=== EXTRACT PROVIDED ===
────
Adding these three inequalities, with \({{D}}({{\mathbf{x}}^{*}})-{\widetilde{\mathbf{H}}}^{*} - {\mathbf{T}}^{*} = 0\) and \({\mathbf{R}}_{k+1} = {D}({\mathbf{x}}_{k+1}) -{\widetilde{\mathbf{H}}}_{k+1}- {\mathbf{T}}_{k+1}\), and after regrouping, we obtain

$$\begin{aligned} \begin{aligned} f_{k+1} - f^{*}&\le - \text {Vec}^{T} ({\mathbf{Z}}_{k+1})\mathbf{{r}}_{k+1} \\&\quad -\, \mu \text {Vec}^{T} ({\mathbf{T}}_{k+1}- {\mathbf{T}}_{k})(\mathbf{{r}}_{k+1} + \text {Vec} ({\mathbf{T}}_{k+1}- {\mathbf{T}}^{*} ))\\&\quad -\,\mu \text {Vec}^{T}({\widetilde{\mathbf{H}}}_{k+1}- {\widetilde{\mathbf{H}}}_{k})(\mathbf{{r}}_{k+1}+ \text {Vec} (({\widetilde{\mathbf{H}}}_{k+1}-{\widetilde{\mathbf{H}}}^{*})\\&\quad +\,({\mathbf{T}}_{k+1}- {\mathbf{T}}^{*} )) \end{aligned} \end{aligned}$$
(27)
────
=== SHORT PROBLEM A ===
Summarize the derivation excerpt in two sentences.
The text and the rows have nothing to do with each other.
────
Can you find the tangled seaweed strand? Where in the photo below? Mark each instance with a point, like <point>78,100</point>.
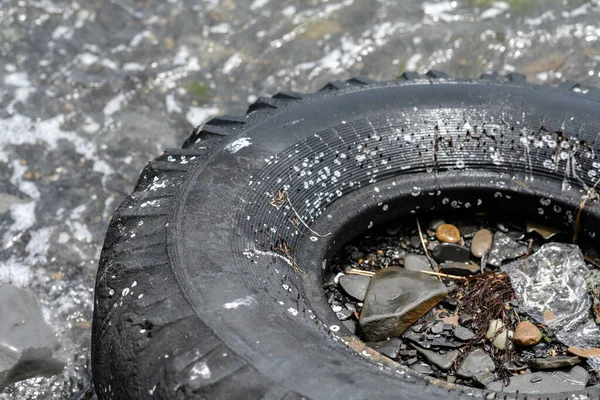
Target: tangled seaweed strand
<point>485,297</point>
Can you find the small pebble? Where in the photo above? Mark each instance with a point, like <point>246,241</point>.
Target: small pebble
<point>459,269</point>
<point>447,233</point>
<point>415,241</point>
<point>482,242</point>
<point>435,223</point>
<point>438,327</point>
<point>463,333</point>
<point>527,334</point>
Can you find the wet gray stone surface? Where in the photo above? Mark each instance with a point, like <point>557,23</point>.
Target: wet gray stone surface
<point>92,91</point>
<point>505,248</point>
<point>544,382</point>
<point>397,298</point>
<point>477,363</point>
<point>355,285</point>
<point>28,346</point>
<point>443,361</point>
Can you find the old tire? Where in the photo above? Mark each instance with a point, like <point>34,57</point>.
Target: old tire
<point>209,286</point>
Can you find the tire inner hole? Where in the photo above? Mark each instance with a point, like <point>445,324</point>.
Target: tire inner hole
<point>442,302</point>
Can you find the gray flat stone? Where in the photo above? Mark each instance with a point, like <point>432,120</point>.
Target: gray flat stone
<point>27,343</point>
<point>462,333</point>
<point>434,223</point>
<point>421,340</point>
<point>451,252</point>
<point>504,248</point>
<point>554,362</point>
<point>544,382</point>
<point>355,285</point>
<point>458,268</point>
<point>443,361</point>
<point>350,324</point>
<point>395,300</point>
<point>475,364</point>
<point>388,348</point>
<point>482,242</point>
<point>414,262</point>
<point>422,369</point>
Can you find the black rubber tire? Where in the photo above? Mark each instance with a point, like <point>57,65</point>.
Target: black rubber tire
────
=== SHORT PROBLEM B ===
Print the rows from the line containing "Can you find the tire" through the final row, including both ends.

=== FULL SOLUTION A ===
Three inequalities are added, using D(x*) − H̃* − T* = 0 and R_{k+1} = D(x_{k+1}) − H̃_{k+1} − T_{k+1}, and the terms are then regrouped. The result, numbered (27), bounds f_{k+1} − f* from above by three subtracted terms: one pairing Vec^T(Z_{k+1}) with r_{k+1}, and two scaled by μ that involve the differences T_{k+1} − T_k and H̃_{k+1} − H̃_k.

=== FULL SOLUTION B ===
Can you find the tire inner hole? Where in the photo above? Mark each instance with a point, like <point>445,324</point>.
Target: tire inner hole
<point>442,302</point>
Can you find the gray flat stone? Where in the photo above? Mark each instance with a point, like <point>432,120</point>.
Target: gray flat stone
<point>27,343</point>
<point>462,333</point>
<point>434,223</point>
<point>421,340</point>
<point>451,252</point>
<point>504,248</point>
<point>554,362</point>
<point>544,382</point>
<point>355,285</point>
<point>458,268</point>
<point>443,361</point>
<point>350,324</point>
<point>395,300</point>
<point>475,364</point>
<point>388,348</point>
<point>482,242</point>
<point>414,262</point>
<point>422,369</point>
Can you find the black rubber tire? Where in the photo above? Mark each instance with a point, like <point>57,65</point>.
Target: black rubber tire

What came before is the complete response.